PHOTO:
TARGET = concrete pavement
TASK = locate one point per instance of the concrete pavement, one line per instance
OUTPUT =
◇ ◇ ◇ ◇ ◇
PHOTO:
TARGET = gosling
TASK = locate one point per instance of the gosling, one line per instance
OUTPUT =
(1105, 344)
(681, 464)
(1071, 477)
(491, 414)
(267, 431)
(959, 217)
◇ ◇ ◇ ◇ ◇
- [Written exercise]
Collect every line in the records above that contains the word "instance", and copy each such line in full.

- [Response to the exercise]
TASK = locate one point per instance of the concrete pavement, one line per instance
TASK = locate one point per instance of the gosling, one line per instance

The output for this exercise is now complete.